# üõ°Ô∏è Intermediate Security Analytics Bootcamp (50 Problems)

**Role:** Junior Security Data Scientist
**Objective:** Transform raw security telemetry into actionable intelligence. You will progress through Log Forensics, Network Traffic Analysis, Cryptography, and Behavioral Analysis.

**Datasets Used:**
- `web_server_logs.csv` (HTTP anomalies)
- `network_flows.csv` (C2 Beaconing)
- `encrypted_messages.csv` (Frequency Analysis)
- `fp26-features.csv` (Behavioral Fingerprinting)

---

## PHASE 1: Web Log Forensics & Anomaly Detection (15 Problems)
**Mission:** Hunt for directory brute-forcing and admin access attempts.

In [None]:
import pandas as pd
import matplotlib.pyplot as plt
import numpy as np
from datetime import datetime

### Problem 1
**Task:** Load `../../ds-practice/data/web_server_logs.csv` into `df_logs` and display the first 5 rows.

In [None]:
# YOUR CODE HERE

### Problem 2
**Task:** Check the `timestamp` column. Notice it has two different formats (`2026-02-24` and `24/Feb/2026`). Use `pd.to_datetime()` with `format='mixed'` or `errors='coerce'` to standardize it.

In [None]:
# YOUR CODE HERE

### Problem 3
**Task:** Create a new column `hour` extracted from the `timestamp`.

In [None]:
# YOUR CODE HERE

### Problem 4
**Task:** Count the total number of unique IP addresses in the dataset.

In [None]:
# YOUR CODE HERE

### Problem 5
**Task:** Identify the Top 3 most active IP addresses (Top Talkers).

In [None]:
# YOUR CODE HERE

### Problem 6
**Task:** Filter the logs for only `404` status codes (Not Found).

In [None]:
# YOUR CODE HERE

### Problem 7
**Task:** Which IP address has triggered the most 404 errors? (Potential Scanner).

In [None]:
# YOUR CODE HERE

### Problem 8
**Task:** Filter for any requests made to the `/admin` resource.

In [None]:
# YOUR CODE HERE

### Problem 9
**Task:** Group by `ip_address` and count how many times each IP tried to access `/admin`.

DATA LINES:
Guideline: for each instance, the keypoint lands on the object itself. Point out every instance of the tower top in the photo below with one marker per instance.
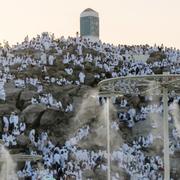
(89, 12)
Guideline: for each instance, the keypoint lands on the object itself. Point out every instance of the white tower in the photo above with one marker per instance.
(89, 24)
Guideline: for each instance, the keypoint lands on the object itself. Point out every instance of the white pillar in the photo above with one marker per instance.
(108, 141)
(166, 135)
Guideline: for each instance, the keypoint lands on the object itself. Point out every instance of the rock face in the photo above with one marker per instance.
(23, 140)
(25, 98)
(33, 113)
(89, 79)
(50, 117)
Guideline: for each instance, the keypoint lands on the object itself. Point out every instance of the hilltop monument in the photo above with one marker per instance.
(89, 24)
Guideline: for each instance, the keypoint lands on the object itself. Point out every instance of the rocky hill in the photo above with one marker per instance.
(51, 84)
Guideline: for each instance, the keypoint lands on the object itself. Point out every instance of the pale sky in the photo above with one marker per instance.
(121, 21)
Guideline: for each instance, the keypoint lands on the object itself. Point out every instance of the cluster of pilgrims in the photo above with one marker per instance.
(56, 159)
(111, 61)
(2, 90)
(136, 163)
(12, 127)
(22, 83)
(175, 141)
(49, 101)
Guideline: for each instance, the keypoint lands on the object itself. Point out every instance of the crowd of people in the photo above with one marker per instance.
(12, 127)
(109, 61)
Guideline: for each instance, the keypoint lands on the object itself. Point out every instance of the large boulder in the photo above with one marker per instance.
(33, 113)
(25, 98)
(89, 79)
(12, 93)
(50, 117)
(22, 140)
(7, 108)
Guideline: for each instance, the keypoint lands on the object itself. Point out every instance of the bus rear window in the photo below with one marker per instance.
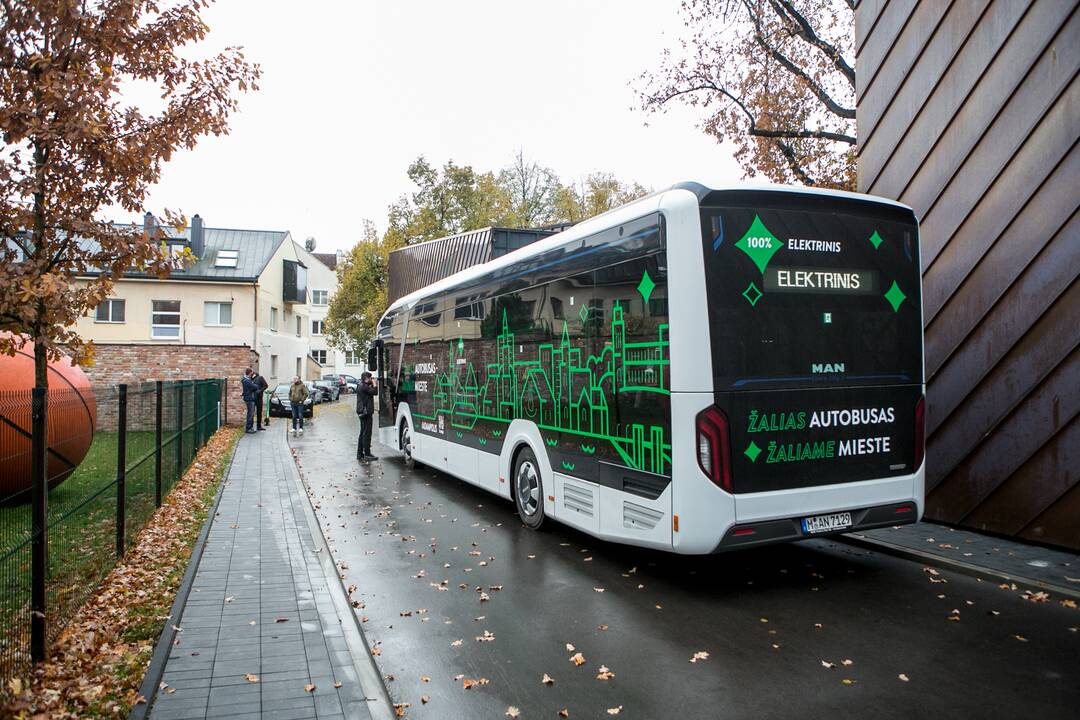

WHAT IS ASKED:
Rewrite the passage of the security analytics bootcamp between "## PHASE 1: Web" and "first 5 rows.", inclusive, and swap "df_logs" for "df_web". The lines have no connection to the security analytics bootcamp.

THE RESULT:
## PHASE 1: Web Log Forensics & Anomaly Detection (15 Problems)
**Mission:** Hunt for directory brute-forcing and admin access attempts.

In [None]:
import pandas as pd
import matplotlib.pyplot as plt
import numpy as np
from datetime import datetime

### Problem 1
**Task:** Load `../../ds-practice/data/web_server_logs.csv` into `df_web` and display the first 5 rows.